_What you will do_
Only lines holding the word "nose" are wanted from the records; copy all of them.
+--
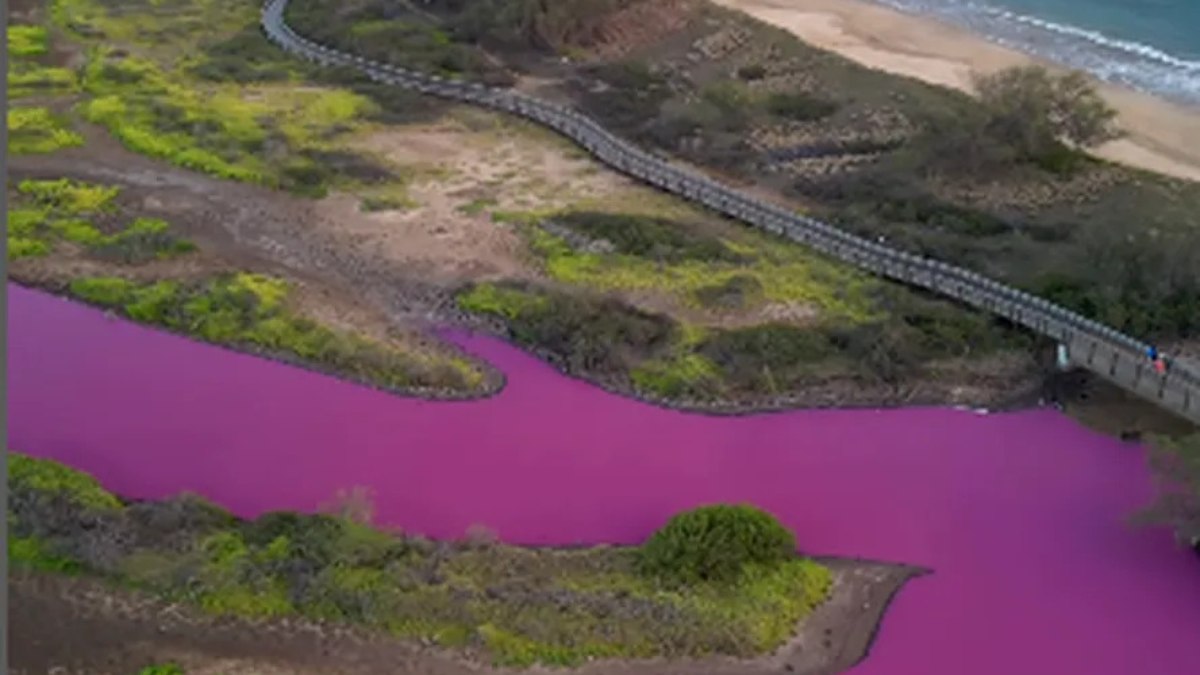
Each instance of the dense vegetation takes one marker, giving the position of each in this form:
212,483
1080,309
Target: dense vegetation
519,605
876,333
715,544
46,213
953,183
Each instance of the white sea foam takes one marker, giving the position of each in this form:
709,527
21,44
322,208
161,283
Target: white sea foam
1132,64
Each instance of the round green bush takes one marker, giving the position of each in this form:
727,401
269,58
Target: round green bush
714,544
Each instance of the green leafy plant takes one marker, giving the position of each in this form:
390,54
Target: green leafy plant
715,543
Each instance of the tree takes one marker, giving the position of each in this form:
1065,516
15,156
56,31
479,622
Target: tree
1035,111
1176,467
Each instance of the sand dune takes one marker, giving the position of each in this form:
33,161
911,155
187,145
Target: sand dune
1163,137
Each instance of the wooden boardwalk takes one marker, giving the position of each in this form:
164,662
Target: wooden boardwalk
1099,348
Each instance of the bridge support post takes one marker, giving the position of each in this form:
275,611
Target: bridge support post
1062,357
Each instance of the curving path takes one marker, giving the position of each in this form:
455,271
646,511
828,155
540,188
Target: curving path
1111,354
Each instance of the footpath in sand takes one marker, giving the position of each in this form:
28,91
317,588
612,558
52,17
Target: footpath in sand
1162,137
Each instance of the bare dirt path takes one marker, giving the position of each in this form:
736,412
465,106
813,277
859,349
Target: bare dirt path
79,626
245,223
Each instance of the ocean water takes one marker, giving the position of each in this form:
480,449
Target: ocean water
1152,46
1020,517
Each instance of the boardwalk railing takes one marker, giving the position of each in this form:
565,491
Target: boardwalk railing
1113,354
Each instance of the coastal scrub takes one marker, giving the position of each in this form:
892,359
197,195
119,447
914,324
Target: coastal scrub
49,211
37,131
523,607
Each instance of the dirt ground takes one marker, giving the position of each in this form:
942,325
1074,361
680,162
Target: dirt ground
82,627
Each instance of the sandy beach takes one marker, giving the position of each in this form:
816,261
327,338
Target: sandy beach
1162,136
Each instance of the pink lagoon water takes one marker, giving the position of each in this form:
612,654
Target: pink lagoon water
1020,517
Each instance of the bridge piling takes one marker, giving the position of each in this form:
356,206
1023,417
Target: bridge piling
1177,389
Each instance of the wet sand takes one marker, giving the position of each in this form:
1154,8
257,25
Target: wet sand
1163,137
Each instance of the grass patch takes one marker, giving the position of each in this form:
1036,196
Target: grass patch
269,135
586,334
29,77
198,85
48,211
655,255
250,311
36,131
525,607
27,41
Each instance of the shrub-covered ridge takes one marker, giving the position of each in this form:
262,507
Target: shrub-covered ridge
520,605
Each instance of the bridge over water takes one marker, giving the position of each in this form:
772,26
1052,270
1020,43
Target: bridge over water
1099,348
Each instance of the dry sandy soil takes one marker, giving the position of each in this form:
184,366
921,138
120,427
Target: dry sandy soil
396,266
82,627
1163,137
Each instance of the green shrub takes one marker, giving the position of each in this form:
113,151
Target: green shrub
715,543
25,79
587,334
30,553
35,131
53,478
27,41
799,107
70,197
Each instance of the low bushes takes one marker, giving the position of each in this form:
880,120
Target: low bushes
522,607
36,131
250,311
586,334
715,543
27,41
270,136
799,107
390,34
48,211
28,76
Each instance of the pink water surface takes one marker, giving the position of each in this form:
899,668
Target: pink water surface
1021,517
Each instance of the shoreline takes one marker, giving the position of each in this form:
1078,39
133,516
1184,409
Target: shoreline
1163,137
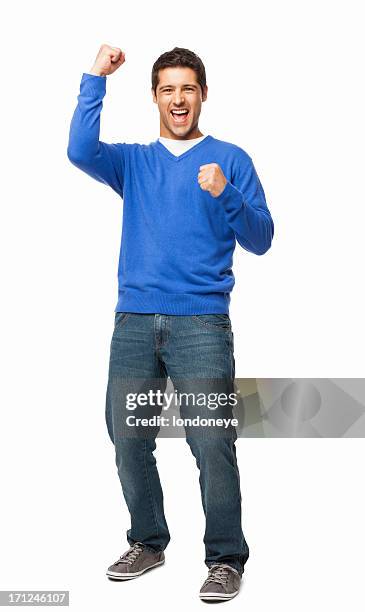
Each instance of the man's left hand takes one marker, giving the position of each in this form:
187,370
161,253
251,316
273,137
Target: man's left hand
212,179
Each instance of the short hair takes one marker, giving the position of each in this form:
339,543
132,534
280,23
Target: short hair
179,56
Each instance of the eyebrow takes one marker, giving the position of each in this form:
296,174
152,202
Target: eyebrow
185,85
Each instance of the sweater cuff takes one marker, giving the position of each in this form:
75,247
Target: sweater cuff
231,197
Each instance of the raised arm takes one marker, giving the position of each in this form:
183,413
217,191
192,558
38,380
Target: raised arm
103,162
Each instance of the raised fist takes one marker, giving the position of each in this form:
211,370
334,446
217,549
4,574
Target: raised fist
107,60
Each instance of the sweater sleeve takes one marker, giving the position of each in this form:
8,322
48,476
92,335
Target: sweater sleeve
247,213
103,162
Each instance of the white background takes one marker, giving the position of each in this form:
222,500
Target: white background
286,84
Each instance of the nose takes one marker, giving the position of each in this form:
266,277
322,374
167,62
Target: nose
+--
_Solution for this task_
Each instance of the nose takes one marker, giving the position of each in this form:
Target: nose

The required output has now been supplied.